# [Supplied data]
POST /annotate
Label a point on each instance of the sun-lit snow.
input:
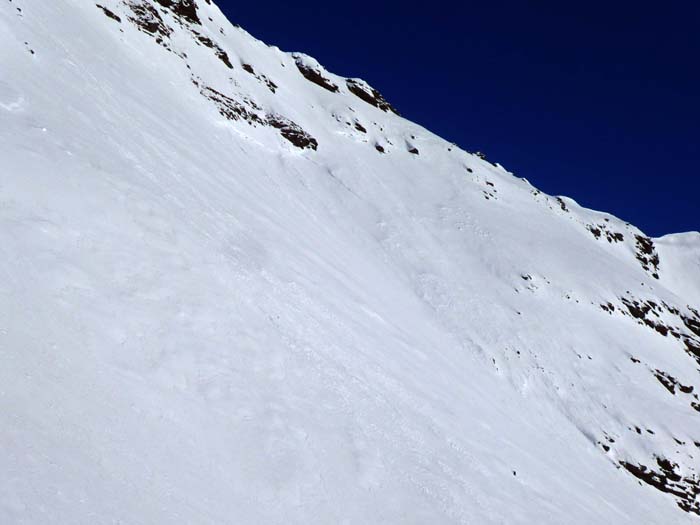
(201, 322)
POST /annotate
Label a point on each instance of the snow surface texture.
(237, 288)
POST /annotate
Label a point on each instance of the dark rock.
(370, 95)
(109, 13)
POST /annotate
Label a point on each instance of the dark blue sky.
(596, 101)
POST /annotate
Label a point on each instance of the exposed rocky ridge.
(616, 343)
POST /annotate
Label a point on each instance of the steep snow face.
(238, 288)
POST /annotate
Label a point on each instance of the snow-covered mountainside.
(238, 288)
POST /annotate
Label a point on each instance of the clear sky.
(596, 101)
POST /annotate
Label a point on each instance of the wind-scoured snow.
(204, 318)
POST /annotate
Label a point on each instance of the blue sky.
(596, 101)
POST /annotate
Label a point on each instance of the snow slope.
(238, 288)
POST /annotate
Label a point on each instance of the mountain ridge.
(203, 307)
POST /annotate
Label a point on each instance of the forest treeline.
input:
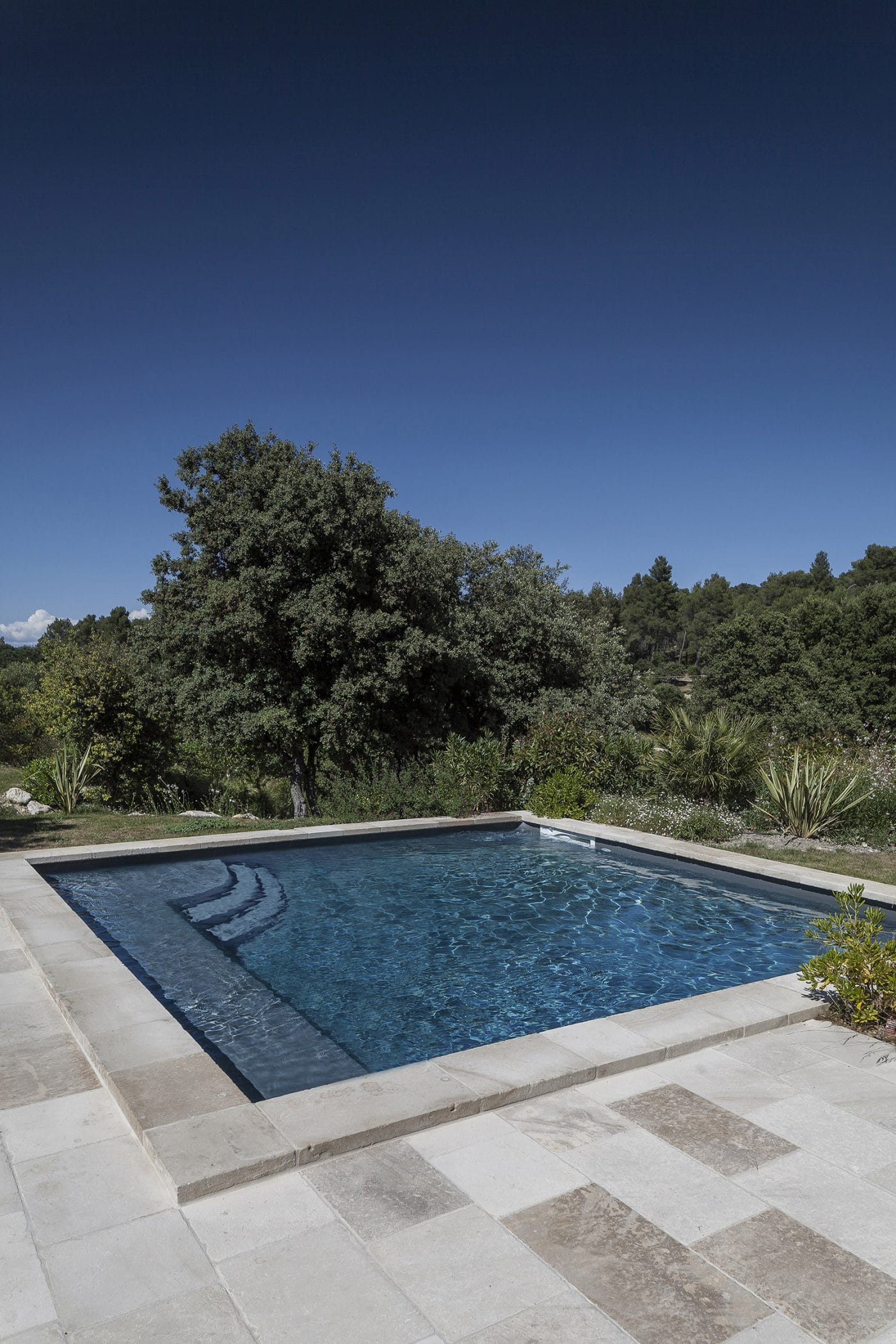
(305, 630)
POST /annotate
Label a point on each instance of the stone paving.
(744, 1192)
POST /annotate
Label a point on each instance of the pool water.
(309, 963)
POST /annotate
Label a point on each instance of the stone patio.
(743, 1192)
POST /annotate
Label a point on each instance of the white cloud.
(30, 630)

# [Requirements]
Write out all of the data again, including each labeling line, but shift every point coordinate in the answers up by 109. Leave out the pictures.

# [Output below]
POST /annotate
Label a point on each instance of the sun-lit snow.
input:
(310, 431)
POST /annotate
Label a point on each instance of the snow surface texture.
(346, 397)
POST /annotate
Label a point on each instance of the dark rock.
(479, 204)
(218, 122)
POST /annotate
Label a point on each instance of the dark blue sky.
(705, 210)
POST /annotate
Label a point on each instance of the exposed rocky ridge.
(725, 452)
POST /annotate
Label a point on each instance of the steep snow face.
(347, 397)
POST /annotate
Label a point on each instance of the snow-covered mountainside.
(347, 397)
POST /annotate
Label a point on each instance of the clear sky.
(705, 210)
POST /annotate
Label a point on each instance of the wind-scoured snow.
(313, 427)
POST /annotate
Label a point on each instance of the blue sky.
(705, 210)
POST /annotate
Label a point on each instance of the snow slope.
(347, 397)
POST /annotate
Label a point on each instance of the mountain ridge.
(312, 416)
POST /annotate
Label a point on each instance of the forest treeline.
input:
(414, 739)
POST /annotate
Label a point on each instance of the stone paving.
(853, 1301)
POST /annotate
Label a point on each instance of the pool water.
(418, 1072)
POST /annotate
Label a point on each instance of the stone patio.
(852, 1301)
POST /annotate
Label a point on each instance of the white cloud.
(139, 739)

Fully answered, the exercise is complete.